# Page extract:
-- begin --

As this spring has progressed, however, so has the renewed passion and joy for track and field behind an improved mental space.
“It’s helping me when it comes to improvement in times as well as improvement in joy,” he said. “I can enjoy it more now that I know exactly what it means for me and what my future might entail.”
Her son’s words tugged at Camara Banfield’s emotions. At last year’s state meet, she watched her son win state titles in the same events she did in 1989.
But it’s how he won that makes mom proudest: trusting himself when the pressure reached its peak.
Entering state, Revac had 2A’s top time in the 200, second-best in the 100, and won every race in 2024, with the exception of the prestigious Oregon Relays.
“That’s what sports does,” she said. “Sports give you an opportunity to learn the hard things about yourself. It’s not really track; it’s how you respond to adversity and just finding what that means for you.”
River sprints and hurdles coach Sean McDonald said what sets Revac apart is not only how to be a sprinter, but also coming through best when times are toughest. The sprinter overcame a quadricep injury in the final weeks of the 2024 season.
“He comes up with the way to get it done more than I’ve seen in a kid in a long time,” McDonald said. … “He has fun, but when it comes down to the races, he’s all business. He’s very cerebral about things that he does and how he does it.”
The stretch run
This spring, Revac Banfield is beginning to heat up on the track as the calendar flips to May.
At River’s John Ingram Twilight on April 18, he ran season-best times in the 100 (10.99) and 200 (22.15), and anchored the 4×100 relay to 2A’s sixth-best time (43.48). He’s one of seven sprinters this spring to clock a sub-11-second 100.
But nothing gives Revac greater joy than ending his high school career on his terms. Most importantly, without pressure.
Because after all, while winning is fun, it is OK to lose.
“I really want it to end well,” he said. “I want to feel like I tried my hardest and have no regrets.”

-- end --

# Problems:
**1.** In the sprinter profile, swap "Camara Banfield" for "his mother" and give the stretch from "Her son’s words" through "did in 1989.".
**2.** According to the sprinter profile, what season-best times did Revac run in the 100 and 200 at River's John Ingram Twilight?

# Data provided:
-- begin --

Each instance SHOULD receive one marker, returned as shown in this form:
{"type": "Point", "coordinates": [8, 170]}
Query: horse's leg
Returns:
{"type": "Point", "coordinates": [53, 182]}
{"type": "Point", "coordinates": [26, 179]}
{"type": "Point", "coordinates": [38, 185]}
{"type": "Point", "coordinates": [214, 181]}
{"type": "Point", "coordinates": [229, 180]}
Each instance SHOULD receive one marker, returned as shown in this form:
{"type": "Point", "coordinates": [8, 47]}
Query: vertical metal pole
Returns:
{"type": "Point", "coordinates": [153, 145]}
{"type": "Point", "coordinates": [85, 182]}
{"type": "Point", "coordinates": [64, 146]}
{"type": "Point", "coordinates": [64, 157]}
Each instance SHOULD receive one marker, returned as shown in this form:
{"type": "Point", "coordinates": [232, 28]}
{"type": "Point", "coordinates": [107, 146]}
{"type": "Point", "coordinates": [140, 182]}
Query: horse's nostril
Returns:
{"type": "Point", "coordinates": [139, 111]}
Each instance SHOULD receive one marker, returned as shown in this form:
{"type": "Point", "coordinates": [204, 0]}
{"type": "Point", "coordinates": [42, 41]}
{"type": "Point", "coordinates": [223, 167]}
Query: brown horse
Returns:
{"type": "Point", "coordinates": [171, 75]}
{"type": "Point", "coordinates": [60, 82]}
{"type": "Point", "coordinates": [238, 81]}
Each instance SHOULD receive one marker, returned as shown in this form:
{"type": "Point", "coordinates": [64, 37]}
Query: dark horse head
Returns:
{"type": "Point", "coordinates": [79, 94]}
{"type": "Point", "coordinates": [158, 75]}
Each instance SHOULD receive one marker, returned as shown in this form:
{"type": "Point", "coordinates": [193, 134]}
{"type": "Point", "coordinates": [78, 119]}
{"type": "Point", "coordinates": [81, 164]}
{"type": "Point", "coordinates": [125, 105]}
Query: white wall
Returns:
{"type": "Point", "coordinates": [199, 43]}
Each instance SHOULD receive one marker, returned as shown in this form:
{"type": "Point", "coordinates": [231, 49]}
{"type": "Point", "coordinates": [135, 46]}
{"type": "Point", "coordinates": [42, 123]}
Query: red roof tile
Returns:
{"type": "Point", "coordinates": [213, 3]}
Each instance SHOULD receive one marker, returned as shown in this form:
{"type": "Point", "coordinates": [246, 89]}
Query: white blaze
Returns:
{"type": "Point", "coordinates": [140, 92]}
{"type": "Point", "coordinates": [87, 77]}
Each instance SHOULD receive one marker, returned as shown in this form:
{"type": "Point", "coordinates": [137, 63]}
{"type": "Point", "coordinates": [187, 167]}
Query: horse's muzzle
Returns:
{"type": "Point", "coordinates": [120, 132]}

-- end --

# Answers to the tasks:
**1.**
Her son’s words tugged at his mother’s emotions. At last year’s state meet, she watched her son win state titles in the same events she did in 1989.

**2.** 10.99 in the 100 and 22.15 in the 200.